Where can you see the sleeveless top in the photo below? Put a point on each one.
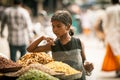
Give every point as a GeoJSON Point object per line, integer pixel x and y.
{"type": "Point", "coordinates": [69, 53]}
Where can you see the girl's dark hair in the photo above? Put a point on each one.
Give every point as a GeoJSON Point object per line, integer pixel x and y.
{"type": "Point", "coordinates": [115, 1]}
{"type": "Point", "coordinates": [65, 17]}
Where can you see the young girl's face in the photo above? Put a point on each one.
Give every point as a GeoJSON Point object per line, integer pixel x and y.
{"type": "Point", "coordinates": [59, 28]}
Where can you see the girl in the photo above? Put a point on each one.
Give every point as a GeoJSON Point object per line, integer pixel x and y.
{"type": "Point", "coordinates": [65, 48]}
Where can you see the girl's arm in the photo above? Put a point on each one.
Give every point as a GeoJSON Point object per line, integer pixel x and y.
{"type": "Point", "coordinates": [35, 47]}
{"type": "Point", "coordinates": [83, 53]}
{"type": "Point", "coordinates": [87, 65]}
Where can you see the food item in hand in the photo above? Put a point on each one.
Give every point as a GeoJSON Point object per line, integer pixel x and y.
{"type": "Point", "coordinates": [8, 65]}
{"type": "Point", "coordinates": [62, 67]}
{"type": "Point", "coordinates": [31, 58]}
{"type": "Point", "coordinates": [34, 74]}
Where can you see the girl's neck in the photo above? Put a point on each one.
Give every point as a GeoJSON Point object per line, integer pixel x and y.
{"type": "Point", "coordinates": [65, 38]}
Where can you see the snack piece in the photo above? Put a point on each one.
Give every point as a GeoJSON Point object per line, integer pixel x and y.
{"type": "Point", "coordinates": [35, 74]}
{"type": "Point", "coordinates": [7, 65]}
{"type": "Point", "coordinates": [31, 58]}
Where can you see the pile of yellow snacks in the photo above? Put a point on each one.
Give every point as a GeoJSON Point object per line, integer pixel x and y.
{"type": "Point", "coordinates": [62, 67]}
{"type": "Point", "coordinates": [31, 58]}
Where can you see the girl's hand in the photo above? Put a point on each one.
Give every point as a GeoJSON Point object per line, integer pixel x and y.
{"type": "Point", "coordinates": [88, 66]}
{"type": "Point", "coordinates": [50, 41]}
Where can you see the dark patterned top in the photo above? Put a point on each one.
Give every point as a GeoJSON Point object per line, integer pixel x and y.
{"type": "Point", "coordinates": [69, 53]}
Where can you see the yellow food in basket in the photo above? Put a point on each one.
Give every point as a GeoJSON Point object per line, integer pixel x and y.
{"type": "Point", "coordinates": [62, 67]}
{"type": "Point", "coordinates": [31, 58]}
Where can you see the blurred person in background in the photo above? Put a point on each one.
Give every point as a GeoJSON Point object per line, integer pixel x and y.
{"type": "Point", "coordinates": [19, 25]}
{"type": "Point", "coordinates": [98, 27]}
{"type": "Point", "coordinates": [111, 26]}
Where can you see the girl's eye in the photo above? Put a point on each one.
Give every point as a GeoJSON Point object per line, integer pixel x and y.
{"type": "Point", "coordinates": [58, 26]}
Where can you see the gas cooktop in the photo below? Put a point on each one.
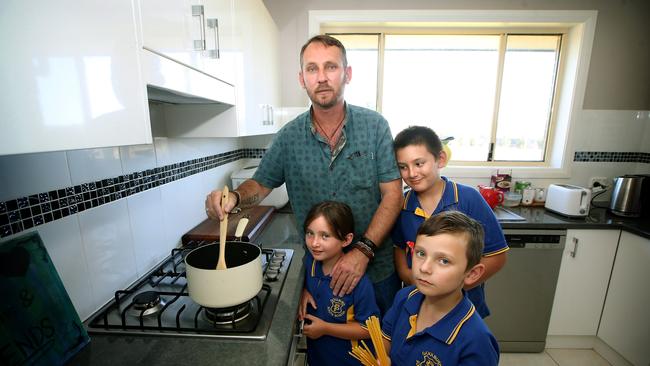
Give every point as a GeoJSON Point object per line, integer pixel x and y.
{"type": "Point", "coordinates": [159, 304]}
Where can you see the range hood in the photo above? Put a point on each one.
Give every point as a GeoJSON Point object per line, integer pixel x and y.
{"type": "Point", "coordinates": [183, 85]}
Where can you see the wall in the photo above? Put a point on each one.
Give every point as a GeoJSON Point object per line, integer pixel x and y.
{"type": "Point", "coordinates": [107, 216]}
{"type": "Point", "coordinates": [617, 87]}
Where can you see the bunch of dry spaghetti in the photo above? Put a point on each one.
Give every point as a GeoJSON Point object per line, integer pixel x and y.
{"type": "Point", "coordinates": [364, 354]}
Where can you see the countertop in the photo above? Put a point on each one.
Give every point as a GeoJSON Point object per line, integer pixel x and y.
{"type": "Point", "coordinates": [162, 351]}
{"type": "Point", "coordinates": [598, 218]}
{"type": "Point", "coordinates": [281, 233]}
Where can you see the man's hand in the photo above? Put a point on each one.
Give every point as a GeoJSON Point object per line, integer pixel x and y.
{"type": "Point", "coordinates": [305, 299]}
{"type": "Point", "coordinates": [347, 272]}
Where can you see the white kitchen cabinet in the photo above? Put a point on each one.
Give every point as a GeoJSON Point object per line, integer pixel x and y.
{"type": "Point", "coordinates": [625, 324]}
{"type": "Point", "coordinates": [257, 83]}
{"type": "Point", "coordinates": [69, 76]}
{"type": "Point", "coordinates": [582, 283]}
{"type": "Point", "coordinates": [195, 33]}
{"type": "Point", "coordinates": [257, 71]}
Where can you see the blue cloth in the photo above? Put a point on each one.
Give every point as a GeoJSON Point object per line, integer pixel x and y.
{"type": "Point", "coordinates": [359, 306]}
{"type": "Point", "coordinates": [302, 158]}
{"type": "Point", "coordinates": [457, 197]}
{"type": "Point", "coordinates": [459, 338]}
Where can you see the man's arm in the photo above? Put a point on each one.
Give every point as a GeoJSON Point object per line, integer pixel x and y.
{"type": "Point", "coordinates": [250, 194]}
{"type": "Point", "coordinates": [348, 270]}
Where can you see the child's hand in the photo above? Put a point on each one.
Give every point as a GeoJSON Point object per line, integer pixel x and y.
{"type": "Point", "coordinates": [305, 299]}
{"type": "Point", "coordinates": [314, 327]}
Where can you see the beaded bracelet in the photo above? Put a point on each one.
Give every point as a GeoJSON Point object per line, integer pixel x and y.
{"type": "Point", "coordinates": [238, 198]}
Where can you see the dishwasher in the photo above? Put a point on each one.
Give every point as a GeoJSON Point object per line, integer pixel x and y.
{"type": "Point", "coordinates": [520, 296]}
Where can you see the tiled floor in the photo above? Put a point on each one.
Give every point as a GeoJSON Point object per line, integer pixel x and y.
{"type": "Point", "coordinates": [554, 357]}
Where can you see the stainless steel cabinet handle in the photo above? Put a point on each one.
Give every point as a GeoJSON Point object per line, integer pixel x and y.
{"type": "Point", "coordinates": [214, 25]}
{"type": "Point", "coordinates": [197, 11]}
{"type": "Point", "coordinates": [575, 247]}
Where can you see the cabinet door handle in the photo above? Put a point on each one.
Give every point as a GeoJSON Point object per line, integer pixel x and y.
{"type": "Point", "coordinates": [575, 248]}
{"type": "Point", "coordinates": [197, 11]}
{"type": "Point", "coordinates": [214, 25]}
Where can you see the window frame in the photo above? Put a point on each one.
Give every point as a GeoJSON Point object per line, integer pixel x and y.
{"type": "Point", "coordinates": [577, 27]}
{"type": "Point", "coordinates": [382, 33]}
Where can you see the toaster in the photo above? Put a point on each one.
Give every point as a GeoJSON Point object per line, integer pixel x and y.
{"type": "Point", "coordinates": [568, 200]}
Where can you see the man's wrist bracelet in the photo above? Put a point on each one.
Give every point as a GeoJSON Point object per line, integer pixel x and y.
{"type": "Point", "coordinates": [238, 198]}
{"type": "Point", "coordinates": [365, 249]}
{"type": "Point", "coordinates": [371, 244]}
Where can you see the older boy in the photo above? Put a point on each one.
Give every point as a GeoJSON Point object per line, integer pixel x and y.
{"type": "Point", "coordinates": [434, 322]}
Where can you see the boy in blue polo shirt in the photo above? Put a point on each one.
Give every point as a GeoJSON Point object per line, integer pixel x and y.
{"type": "Point", "coordinates": [333, 324]}
{"type": "Point", "coordinates": [433, 322]}
{"type": "Point", "coordinates": [420, 156]}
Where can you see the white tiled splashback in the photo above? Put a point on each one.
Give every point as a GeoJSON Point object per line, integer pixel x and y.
{"type": "Point", "coordinates": [106, 248]}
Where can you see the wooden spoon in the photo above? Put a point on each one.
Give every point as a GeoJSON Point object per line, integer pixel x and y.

------------------------------------------------

◆ **Directions for this task**:
Begin with the line containing "Where can you see the stainless" and repeat each line exactly until the records above end.

◆ **Written response**:
Where can you see the stainless steel cabinet handle in the photo above? Put a point on each one.
Give every point as a GeoJSON Point object per line, integer pixel x and y.
{"type": "Point", "coordinates": [214, 25]}
{"type": "Point", "coordinates": [197, 11]}
{"type": "Point", "coordinates": [575, 247]}
Where can you see the cabinet door handle in the photo above? Put a point on each one.
Give every point as a GeoJSON Point object per line, integer pixel x and y.
{"type": "Point", "coordinates": [575, 248]}
{"type": "Point", "coordinates": [197, 11]}
{"type": "Point", "coordinates": [214, 25]}
Where can you see the window frame in the photo above? Put a point on each one.
Give every point as a GeoJSON Point object per line, integer pixel x and y.
{"type": "Point", "coordinates": [577, 27]}
{"type": "Point", "coordinates": [382, 33]}
Where can you see the toaster in the photo above? Put a point on each one.
Give every point as a GeoJSON Point object per line, integer pixel x and y.
{"type": "Point", "coordinates": [568, 200]}
Where can you see the man's wrist bracelet in the photo above? Put a point on each one.
Give every point as a GeoJSON Point object per line, integer pixel x and y.
{"type": "Point", "coordinates": [238, 198]}
{"type": "Point", "coordinates": [365, 249]}
{"type": "Point", "coordinates": [371, 244]}
Where can you see the older boy in the photo above? Put a point on each one.
Give every point as a GeoJSON Point object per line, integer pixel x and y.
{"type": "Point", "coordinates": [434, 322]}
Where can you see the boy in blue polo shirt in the photo above? Put a point on each one.
Give every point as a GeoJSON Point object per line, integer pixel x and y.
{"type": "Point", "coordinates": [333, 324]}
{"type": "Point", "coordinates": [433, 322]}
{"type": "Point", "coordinates": [420, 156]}
Where can you see the white tiled splashback in the photo above? Put a point on each one.
Give every point as a GeoJSON Point object per line, integer pixel x and y.
{"type": "Point", "coordinates": [106, 248]}
Where can you see the wooden spoon in the photo above? Put a point on each one.
Give every point as a GeoJSON Point object per line, integer pixel x and y.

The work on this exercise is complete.